Natural-language object grounding data
----------

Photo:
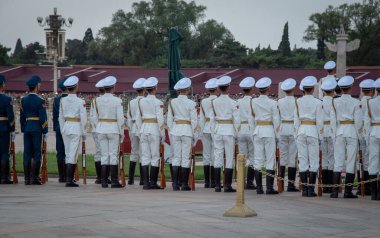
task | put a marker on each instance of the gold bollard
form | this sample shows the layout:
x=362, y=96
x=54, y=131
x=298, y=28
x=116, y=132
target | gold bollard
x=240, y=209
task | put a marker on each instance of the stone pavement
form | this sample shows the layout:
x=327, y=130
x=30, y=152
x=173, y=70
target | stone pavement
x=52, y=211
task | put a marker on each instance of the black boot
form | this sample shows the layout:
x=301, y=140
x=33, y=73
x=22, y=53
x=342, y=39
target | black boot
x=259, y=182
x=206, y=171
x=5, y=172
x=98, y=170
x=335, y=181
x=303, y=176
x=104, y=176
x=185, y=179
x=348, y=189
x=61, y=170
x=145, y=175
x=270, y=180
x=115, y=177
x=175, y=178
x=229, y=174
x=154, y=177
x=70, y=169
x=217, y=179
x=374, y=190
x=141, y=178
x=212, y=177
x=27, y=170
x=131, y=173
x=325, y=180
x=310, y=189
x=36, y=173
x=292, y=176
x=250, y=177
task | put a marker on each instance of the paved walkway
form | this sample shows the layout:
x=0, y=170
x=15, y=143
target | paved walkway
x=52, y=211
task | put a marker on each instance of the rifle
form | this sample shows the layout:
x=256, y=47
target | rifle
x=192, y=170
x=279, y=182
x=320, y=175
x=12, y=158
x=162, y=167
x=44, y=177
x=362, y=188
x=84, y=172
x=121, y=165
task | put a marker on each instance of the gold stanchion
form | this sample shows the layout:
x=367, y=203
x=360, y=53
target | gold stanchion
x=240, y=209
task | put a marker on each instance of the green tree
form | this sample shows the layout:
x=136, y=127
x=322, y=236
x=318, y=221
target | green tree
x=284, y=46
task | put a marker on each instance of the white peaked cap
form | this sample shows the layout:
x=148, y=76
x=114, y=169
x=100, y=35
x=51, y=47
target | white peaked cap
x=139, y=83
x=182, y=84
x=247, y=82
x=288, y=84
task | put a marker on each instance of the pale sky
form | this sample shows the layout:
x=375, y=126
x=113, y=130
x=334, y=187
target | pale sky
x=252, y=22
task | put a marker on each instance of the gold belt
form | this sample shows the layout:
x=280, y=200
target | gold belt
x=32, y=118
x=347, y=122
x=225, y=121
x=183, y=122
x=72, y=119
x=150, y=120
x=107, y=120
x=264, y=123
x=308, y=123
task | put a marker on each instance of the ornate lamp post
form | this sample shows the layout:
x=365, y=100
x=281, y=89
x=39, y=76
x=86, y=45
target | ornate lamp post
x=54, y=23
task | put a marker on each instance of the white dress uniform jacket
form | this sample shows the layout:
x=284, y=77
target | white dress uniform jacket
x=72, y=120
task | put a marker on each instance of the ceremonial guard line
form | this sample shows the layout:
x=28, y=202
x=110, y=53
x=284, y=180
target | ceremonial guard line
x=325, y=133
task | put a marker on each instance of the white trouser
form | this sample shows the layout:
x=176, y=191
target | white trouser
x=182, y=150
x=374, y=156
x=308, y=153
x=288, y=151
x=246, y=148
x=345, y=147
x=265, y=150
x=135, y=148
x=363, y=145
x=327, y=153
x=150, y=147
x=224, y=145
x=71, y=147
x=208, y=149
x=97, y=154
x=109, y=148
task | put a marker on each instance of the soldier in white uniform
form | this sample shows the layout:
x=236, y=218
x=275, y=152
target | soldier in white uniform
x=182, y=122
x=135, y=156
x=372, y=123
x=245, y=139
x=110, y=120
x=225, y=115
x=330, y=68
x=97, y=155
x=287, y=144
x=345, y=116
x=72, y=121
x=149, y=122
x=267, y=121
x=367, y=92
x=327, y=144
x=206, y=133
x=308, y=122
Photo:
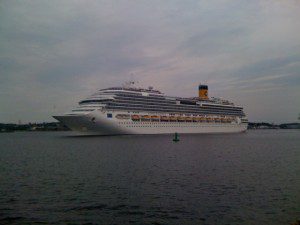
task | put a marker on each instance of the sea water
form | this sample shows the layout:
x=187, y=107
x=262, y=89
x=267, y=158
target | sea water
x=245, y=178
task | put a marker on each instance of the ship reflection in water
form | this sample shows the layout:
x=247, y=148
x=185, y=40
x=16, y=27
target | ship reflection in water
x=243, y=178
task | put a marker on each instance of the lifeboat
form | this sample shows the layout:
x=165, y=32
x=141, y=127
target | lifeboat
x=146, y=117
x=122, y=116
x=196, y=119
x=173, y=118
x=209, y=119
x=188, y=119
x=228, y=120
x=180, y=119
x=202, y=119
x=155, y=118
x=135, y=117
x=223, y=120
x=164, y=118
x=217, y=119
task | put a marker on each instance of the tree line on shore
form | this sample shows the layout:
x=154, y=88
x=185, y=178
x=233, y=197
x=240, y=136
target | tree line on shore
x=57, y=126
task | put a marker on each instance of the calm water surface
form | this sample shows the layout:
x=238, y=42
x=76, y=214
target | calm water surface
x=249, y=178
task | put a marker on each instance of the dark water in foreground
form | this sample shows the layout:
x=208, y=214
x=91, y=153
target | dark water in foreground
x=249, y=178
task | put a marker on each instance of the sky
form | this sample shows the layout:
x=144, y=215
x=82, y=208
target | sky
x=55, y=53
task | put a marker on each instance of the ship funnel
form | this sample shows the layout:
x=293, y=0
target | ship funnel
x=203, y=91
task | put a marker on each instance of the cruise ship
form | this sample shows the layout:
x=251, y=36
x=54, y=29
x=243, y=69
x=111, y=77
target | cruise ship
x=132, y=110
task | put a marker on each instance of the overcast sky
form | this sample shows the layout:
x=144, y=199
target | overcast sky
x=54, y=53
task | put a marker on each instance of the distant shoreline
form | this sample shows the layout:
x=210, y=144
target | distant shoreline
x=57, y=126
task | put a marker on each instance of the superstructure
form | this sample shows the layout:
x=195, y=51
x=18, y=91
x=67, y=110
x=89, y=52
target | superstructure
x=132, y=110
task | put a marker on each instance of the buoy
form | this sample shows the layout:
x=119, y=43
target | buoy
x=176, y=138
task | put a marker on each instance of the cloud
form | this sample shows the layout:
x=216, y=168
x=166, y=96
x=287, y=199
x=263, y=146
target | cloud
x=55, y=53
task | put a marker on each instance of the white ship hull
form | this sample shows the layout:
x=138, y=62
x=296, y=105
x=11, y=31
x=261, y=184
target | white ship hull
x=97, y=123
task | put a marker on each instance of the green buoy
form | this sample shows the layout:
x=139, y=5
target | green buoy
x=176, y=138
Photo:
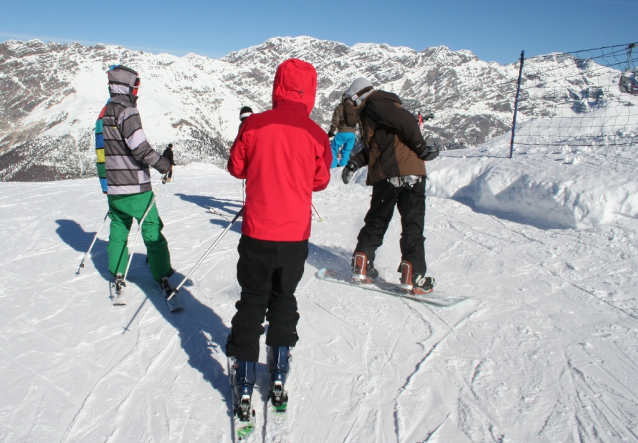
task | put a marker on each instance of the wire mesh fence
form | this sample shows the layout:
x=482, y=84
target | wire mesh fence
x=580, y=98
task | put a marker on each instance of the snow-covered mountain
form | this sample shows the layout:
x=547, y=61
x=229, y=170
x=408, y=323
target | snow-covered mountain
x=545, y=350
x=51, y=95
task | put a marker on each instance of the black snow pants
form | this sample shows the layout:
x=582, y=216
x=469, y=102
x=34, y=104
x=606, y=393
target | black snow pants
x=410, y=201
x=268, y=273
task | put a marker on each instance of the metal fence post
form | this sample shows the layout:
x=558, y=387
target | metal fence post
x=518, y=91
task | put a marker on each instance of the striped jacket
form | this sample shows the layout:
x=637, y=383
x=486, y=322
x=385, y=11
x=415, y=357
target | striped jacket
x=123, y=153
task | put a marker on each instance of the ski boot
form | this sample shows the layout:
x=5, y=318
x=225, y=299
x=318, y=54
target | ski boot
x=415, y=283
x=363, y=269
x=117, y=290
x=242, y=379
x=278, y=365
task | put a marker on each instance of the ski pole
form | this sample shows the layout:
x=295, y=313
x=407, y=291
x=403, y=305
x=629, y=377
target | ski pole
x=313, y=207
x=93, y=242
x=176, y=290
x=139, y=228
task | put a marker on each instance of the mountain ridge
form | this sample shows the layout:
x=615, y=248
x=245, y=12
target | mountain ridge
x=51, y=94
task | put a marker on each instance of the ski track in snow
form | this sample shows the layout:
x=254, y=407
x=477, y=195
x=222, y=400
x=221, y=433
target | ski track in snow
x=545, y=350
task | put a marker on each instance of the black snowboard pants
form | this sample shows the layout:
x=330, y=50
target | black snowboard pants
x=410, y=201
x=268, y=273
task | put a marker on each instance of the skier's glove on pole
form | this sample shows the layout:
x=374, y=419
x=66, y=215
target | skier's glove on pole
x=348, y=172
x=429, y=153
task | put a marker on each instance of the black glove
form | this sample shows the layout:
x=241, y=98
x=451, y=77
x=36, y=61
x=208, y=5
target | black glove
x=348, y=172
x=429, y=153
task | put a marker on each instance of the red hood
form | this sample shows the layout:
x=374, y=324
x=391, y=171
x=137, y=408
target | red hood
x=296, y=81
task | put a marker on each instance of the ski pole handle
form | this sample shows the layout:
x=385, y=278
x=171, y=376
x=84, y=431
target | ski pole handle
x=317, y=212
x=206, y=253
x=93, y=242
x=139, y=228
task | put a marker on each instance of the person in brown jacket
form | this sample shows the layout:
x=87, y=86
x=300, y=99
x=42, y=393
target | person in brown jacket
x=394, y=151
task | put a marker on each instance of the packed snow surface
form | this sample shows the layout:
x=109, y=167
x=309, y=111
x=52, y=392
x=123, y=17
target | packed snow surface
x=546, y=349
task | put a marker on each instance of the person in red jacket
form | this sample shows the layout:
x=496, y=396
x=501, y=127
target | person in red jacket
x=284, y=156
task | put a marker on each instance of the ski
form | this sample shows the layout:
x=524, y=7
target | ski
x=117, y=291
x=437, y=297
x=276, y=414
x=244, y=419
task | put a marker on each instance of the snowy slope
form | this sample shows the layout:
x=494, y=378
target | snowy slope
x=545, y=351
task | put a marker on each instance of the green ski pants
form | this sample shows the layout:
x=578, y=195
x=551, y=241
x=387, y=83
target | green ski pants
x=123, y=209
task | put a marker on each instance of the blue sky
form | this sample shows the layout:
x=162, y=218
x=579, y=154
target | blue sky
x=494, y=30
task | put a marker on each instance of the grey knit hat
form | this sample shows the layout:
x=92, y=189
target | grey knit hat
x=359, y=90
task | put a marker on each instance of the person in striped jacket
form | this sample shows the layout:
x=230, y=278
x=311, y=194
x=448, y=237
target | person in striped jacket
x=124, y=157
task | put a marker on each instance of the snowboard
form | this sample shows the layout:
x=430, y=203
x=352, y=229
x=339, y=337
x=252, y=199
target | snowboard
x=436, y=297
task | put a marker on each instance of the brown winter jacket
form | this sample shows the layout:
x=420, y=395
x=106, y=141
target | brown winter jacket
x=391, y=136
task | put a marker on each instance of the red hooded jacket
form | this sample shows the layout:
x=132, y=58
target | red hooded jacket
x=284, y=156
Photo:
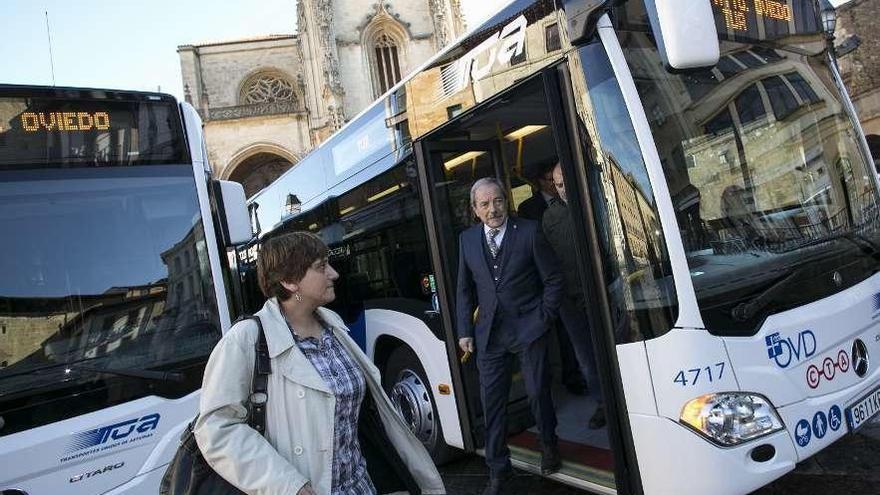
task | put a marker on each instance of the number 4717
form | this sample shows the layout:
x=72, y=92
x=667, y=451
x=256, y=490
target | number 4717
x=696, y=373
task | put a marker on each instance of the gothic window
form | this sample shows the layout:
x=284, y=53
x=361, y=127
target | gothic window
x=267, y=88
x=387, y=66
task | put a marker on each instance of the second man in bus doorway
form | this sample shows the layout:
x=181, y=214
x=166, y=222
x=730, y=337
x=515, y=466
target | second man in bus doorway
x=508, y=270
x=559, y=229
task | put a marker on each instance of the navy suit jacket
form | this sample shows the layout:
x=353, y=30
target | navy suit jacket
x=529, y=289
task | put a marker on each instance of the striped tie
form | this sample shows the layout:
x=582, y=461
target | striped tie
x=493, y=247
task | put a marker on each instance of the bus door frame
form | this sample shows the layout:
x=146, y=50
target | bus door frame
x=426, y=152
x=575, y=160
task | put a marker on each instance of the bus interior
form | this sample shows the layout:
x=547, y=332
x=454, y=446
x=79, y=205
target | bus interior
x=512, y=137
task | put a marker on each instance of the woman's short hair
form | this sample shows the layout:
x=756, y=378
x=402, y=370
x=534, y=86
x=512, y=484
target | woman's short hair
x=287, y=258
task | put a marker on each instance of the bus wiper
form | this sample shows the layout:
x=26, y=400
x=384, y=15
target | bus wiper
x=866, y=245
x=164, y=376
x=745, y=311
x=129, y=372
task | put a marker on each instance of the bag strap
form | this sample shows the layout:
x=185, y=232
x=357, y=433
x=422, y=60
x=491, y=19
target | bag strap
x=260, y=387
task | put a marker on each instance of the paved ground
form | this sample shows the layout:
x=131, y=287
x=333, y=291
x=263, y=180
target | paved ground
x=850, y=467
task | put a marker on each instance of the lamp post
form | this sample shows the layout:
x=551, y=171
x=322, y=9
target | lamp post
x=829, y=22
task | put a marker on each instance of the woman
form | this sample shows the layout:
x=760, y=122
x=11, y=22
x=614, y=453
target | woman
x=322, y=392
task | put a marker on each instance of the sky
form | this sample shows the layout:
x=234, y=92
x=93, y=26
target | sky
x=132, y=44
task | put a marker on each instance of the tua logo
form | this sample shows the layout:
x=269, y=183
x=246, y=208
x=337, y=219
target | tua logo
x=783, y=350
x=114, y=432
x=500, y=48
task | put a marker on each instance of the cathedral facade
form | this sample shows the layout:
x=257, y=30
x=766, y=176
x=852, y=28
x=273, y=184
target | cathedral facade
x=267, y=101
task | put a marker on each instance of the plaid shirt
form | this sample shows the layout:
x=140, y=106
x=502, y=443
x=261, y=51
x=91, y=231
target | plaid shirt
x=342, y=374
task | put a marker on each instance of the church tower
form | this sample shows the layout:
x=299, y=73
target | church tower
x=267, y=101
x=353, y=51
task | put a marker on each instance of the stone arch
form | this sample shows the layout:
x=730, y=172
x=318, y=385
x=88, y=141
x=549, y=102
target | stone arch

----------

▶ WHAT YOU SHOULD DO
Please tally the lines above that include the word "arch" and answer with the number by itself.

▶ RESULT BELOW
2